RECORDS PROVIDED:
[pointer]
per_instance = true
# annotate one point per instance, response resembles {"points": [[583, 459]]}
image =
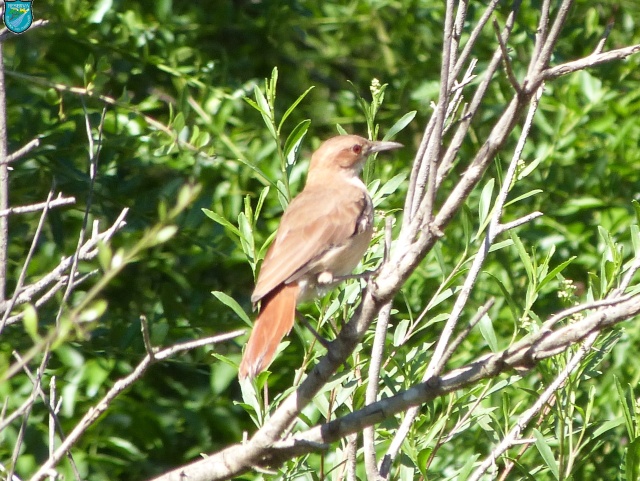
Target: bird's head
{"points": [[347, 153]]}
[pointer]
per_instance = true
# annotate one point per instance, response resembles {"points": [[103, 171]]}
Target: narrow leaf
{"points": [[400, 124], [293, 106], [231, 303]]}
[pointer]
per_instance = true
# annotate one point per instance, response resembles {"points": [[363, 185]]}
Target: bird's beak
{"points": [[381, 146]]}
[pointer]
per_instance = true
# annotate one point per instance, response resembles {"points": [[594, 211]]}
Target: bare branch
{"points": [[371, 395], [237, 459], [24, 150], [118, 387], [524, 419], [590, 61], [86, 252], [24, 209]]}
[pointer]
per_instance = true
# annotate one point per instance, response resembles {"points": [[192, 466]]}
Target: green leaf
{"points": [[294, 139], [261, 199], [400, 332], [222, 221], [231, 303], [627, 408], [94, 311], [293, 106], [546, 453], [165, 234], [400, 124], [486, 198], [488, 333], [632, 460], [387, 188], [524, 256], [555, 271]]}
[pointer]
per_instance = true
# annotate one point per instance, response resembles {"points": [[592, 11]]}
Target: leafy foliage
{"points": [[211, 114]]}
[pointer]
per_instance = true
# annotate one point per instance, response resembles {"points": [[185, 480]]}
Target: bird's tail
{"points": [[275, 320]]}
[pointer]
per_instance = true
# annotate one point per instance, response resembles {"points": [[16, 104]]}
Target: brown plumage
{"points": [[323, 234]]}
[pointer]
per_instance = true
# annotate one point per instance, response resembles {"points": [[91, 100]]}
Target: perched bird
{"points": [[323, 234]]}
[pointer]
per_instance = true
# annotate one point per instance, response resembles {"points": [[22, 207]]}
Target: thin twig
{"points": [[25, 265], [87, 252], [371, 395], [118, 387], [526, 417], [24, 209], [507, 61], [4, 180], [24, 150]]}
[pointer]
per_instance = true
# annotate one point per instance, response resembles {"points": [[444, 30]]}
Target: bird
{"points": [[323, 234]]}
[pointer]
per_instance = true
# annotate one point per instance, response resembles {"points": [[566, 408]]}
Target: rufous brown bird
{"points": [[323, 234]]}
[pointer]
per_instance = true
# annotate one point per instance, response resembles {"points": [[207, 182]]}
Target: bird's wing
{"points": [[313, 223]]}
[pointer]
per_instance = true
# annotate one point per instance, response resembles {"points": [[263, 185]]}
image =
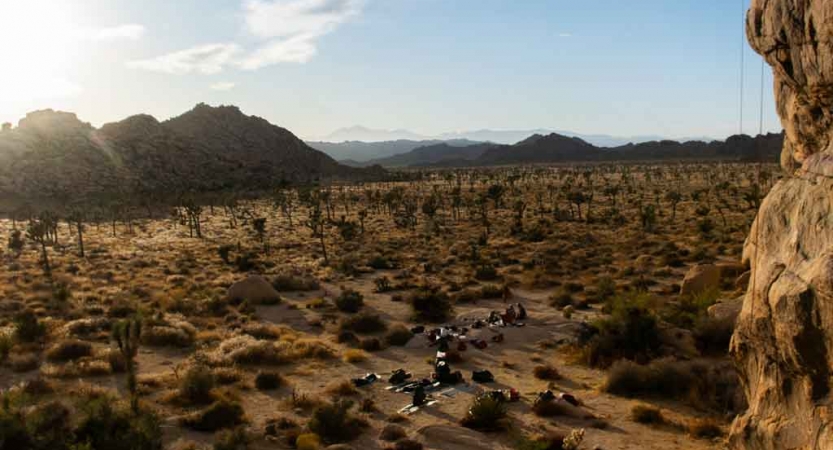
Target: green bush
{"points": [[349, 301], [430, 305], [704, 384], [647, 415], [220, 415], [105, 426], [485, 414], [27, 327], [631, 332], [197, 384], [334, 423]]}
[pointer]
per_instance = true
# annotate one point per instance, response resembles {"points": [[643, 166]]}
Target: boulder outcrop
{"points": [[783, 343]]}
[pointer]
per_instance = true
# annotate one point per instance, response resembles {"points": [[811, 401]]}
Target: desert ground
{"points": [[597, 254]]}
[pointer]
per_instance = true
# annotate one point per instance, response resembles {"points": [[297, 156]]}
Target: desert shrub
{"points": [[491, 291], [197, 384], [364, 323], [702, 384], [546, 372], [486, 413], [107, 426], [354, 356], [27, 327], [631, 332], [266, 381], [371, 344], [549, 408], [342, 389], [392, 433], [234, 439], [712, 336], [647, 415], [705, 429], [69, 350], [220, 415], [23, 362], [349, 301], [486, 272], [399, 336], [224, 251], [167, 335], [50, 425], [686, 312], [383, 284], [334, 423], [308, 441], [430, 305], [287, 283]]}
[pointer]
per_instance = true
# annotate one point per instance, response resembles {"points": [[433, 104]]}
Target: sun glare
{"points": [[39, 43]]}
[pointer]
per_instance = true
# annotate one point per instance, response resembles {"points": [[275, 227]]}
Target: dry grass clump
{"points": [[354, 356], [250, 351], [647, 415], [220, 415], [168, 332], [69, 350]]}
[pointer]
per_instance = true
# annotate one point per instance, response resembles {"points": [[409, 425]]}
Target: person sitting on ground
{"points": [[510, 315], [507, 293], [419, 396], [521, 312]]}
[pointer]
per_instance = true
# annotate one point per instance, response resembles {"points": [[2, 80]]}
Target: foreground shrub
{"points": [[702, 384], [106, 426], [220, 415], [197, 384], [334, 423], [647, 415], [430, 305], [485, 414], [631, 332]]}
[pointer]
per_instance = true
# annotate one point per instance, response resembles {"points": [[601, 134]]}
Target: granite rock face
{"points": [[783, 343]]}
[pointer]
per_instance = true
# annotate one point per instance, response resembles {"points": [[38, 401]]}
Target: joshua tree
{"points": [[127, 335], [315, 223], [674, 198], [38, 231], [16, 242], [76, 218]]}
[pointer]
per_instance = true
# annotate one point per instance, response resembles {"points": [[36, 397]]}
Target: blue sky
{"points": [[660, 67]]}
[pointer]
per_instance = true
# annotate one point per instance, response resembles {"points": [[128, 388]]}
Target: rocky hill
{"points": [[555, 148], [55, 154]]}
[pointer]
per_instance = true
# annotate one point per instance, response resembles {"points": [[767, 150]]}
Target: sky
{"points": [[624, 68]]}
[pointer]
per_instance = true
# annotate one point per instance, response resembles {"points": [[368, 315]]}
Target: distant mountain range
{"points": [[556, 148], [370, 135], [54, 154]]}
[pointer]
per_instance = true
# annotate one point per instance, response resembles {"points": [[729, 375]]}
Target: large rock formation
{"points": [[783, 344]]}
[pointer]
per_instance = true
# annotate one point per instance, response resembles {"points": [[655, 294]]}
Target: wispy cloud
{"points": [[129, 31], [205, 59], [223, 86], [284, 31]]}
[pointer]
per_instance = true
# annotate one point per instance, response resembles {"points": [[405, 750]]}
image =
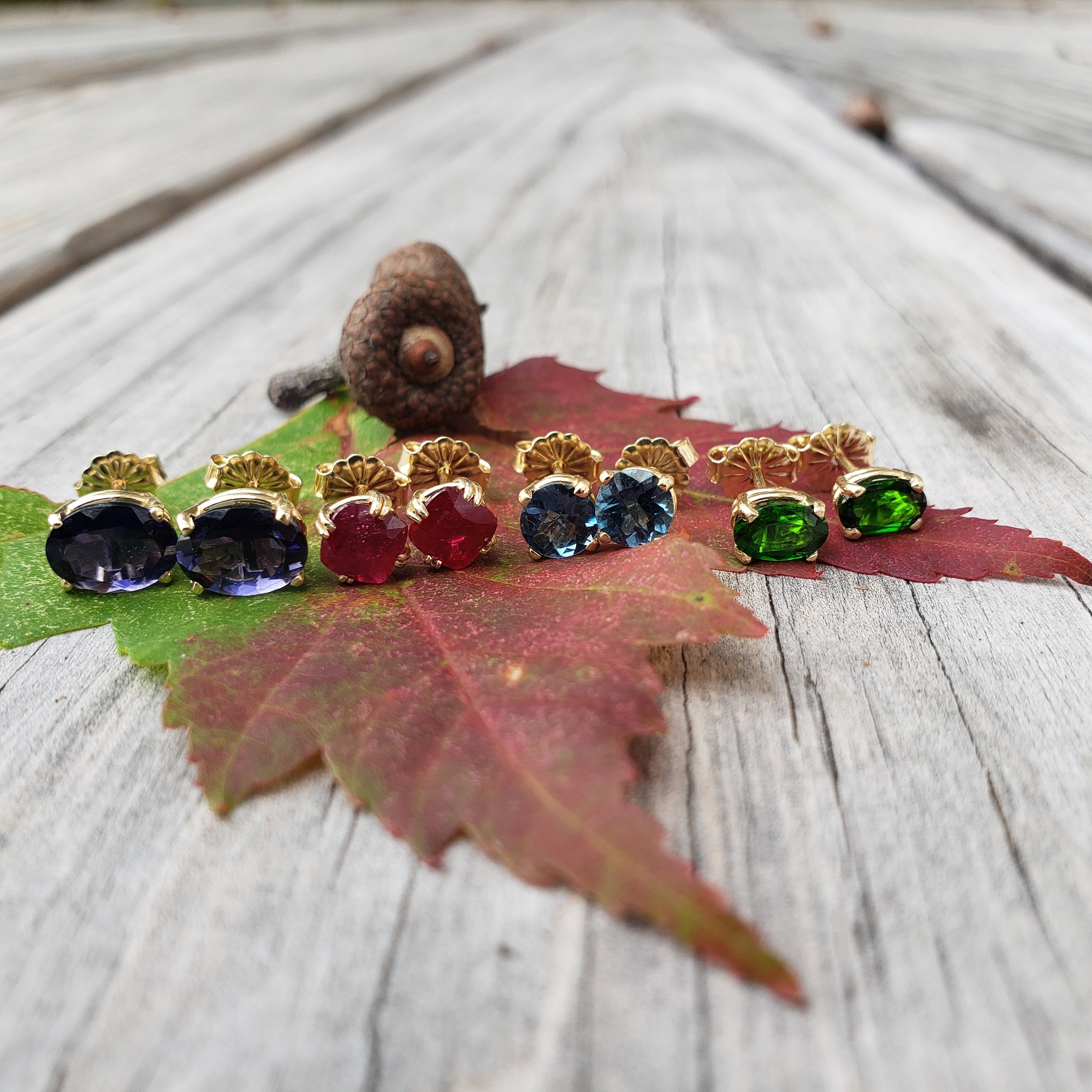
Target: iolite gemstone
{"points": [[888, 505], [456, 530], [633, 509], [243, 550], [112, 547], [784, 531], [558, 524], [363, 547]]}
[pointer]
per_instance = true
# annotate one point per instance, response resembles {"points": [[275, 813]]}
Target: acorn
{"points": [[411, 350]]}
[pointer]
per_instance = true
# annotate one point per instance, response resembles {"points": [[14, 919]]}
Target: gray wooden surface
{"points": [[895, 783], [84, 170], [992, 102]]}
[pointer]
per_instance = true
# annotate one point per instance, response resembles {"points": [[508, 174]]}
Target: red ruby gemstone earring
{"points": [[363, 540], [449, 522]]}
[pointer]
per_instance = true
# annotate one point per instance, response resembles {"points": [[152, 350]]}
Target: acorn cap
{"points": [[412, 346]]}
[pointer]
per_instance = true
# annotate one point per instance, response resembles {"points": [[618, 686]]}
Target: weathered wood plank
{"points": [[895, 782], [66, 47], [991, 102], [86, 171]]}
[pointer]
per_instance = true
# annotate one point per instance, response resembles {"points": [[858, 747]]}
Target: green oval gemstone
{"points": [[887, 505], [784, 531]]}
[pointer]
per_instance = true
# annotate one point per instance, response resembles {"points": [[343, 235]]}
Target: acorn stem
{"points": [[291, 389]]}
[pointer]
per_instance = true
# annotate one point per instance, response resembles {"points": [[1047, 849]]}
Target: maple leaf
{"points": [[540, 395], [496, 702]]}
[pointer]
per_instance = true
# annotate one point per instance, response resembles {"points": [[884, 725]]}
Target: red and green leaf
{"points": [[497, 702]]}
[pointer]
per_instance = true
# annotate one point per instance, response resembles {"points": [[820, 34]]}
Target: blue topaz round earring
{"points": [[118, 537], [558, 517], [870, 500], [637, 503], [770, 522], [249, 539]]}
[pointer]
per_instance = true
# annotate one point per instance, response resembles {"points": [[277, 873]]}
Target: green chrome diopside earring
{"points": [[770, 522], [870, 500]]}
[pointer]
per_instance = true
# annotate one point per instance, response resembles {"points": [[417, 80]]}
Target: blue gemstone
{"points": [[633, 509], [558, 524], [116, 546], [242, 550]]}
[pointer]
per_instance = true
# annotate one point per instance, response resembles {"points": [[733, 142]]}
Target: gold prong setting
{"points": [[637, 502], [249, 538], [873, 500], [450, 525], [117, 537], [770, 520]]}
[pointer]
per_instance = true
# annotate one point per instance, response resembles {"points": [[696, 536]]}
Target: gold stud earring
{"points": [[770, 522], [249, 538], [363, 539], [449, 521], [118, 537], [637, 502], [558, 518], [870, 500]]}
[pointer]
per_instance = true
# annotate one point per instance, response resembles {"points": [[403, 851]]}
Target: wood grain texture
{"points": [[86, 171], [992, 102], [896, 783], [66, 47]]}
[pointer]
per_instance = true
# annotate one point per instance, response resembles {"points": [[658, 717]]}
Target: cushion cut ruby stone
{"points": [[362, 546], [455, 531]]}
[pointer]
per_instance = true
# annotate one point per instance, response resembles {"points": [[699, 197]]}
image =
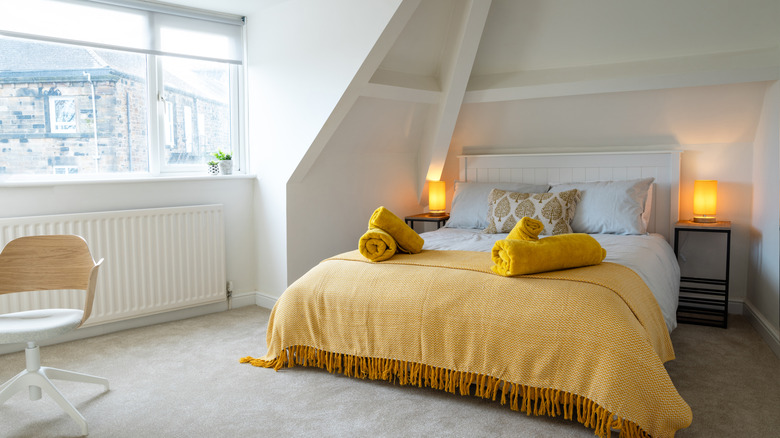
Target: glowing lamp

TASK: Determine how many lines in the entries above contain the string "acorn". Reply with the number alone.

RESULT BELOW: 3